[Brano da leggere]
La mela made in Friuli vale venti milioni. All'estero il 50%

Qualità eccellente grazie alle favorevoli condizioni meteo. Sono quasi 31 mila le tonnellate immesse sul mercato con oltre 620 ettari coltivati l'anno e un export verso Europa e Nord Africa

Quello delle mele è un mercato che in Friuli Venezia Giulia vale 20 milioni di euro l'anno. Con circa 620 ettari coltivati, la produzione è di 31 mila tonnellate l'anno che per metà vengono vendute in Italia all'interno della Grande distribuzione organizzata, l'altra metà invece viene esportata nei paesi europei e in quelli del Nord Africa.

E quest'anno il meteo regalerà un ottimo raccolto. Le aziende frutticole del Friuli Venezia Giulia sono pronte ad avviare un raccolto che si annuncia di eccezionale per qualità e in linea con gli anni passati per quantità. Le operazioni partiranno con la varietà Gala, mentre la Golden sarà pronta dal 10 settembre, quindi secondo il calendario normale. «Dopo diversi anni in cui le condizioni climatiche sono state decisamente irregolari - commenta il presidente dell'associazione di produttori Mela Julia, Peter Larcher - il 2016 ha consentito invece una gestione ottimale di tutte le fasi della coltivazione: l'alternarsi dei giusti periodi di sole e pioggia, livelli di piovosità nella norma, nessun shock termico per caldi anomali. In particolare l'alternarsi nel mese di agosto di giornate soleggiate e notti fresche ha consentito di portare il grado zuccherino e il livello aromatico a parametri eccellenti, oltre a dare spiccate colorazioni ai frutti. Per tutto questo sarà un ottimo raccolto». La crisi ha colpito anche i coltivatori di mele. Delle mille 500 aziende del 2007, sono rimasti soltanto gli impianti che hanno saputo modernizzare la produzione investendo nelle nuove tecnologie.

[Dati grezzi]
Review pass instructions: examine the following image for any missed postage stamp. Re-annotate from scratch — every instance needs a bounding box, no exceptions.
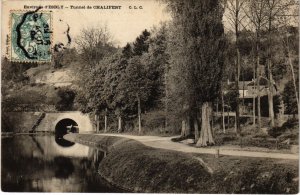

[Compito da svolgere] Trasforma in un elenco puntato il paragrafo dell'articolo sulle mele del Friuli che inizia con «Quello delle mele è un mercato», mantenendone i dati principali.

[Risposta]
- Il mercato delle mele in Friuli Venezia Giulia vale 20 milioni di euro l'anno.
- Gli ettari coltivati sono circa 620.
- La produzione annua è di 31 mila tonnellate.
- Metà della produzione si vende in Italia nella Grande distribuzione organizzata.
- L'altra metà viene esportata nei paesi europei e del Nord Africa.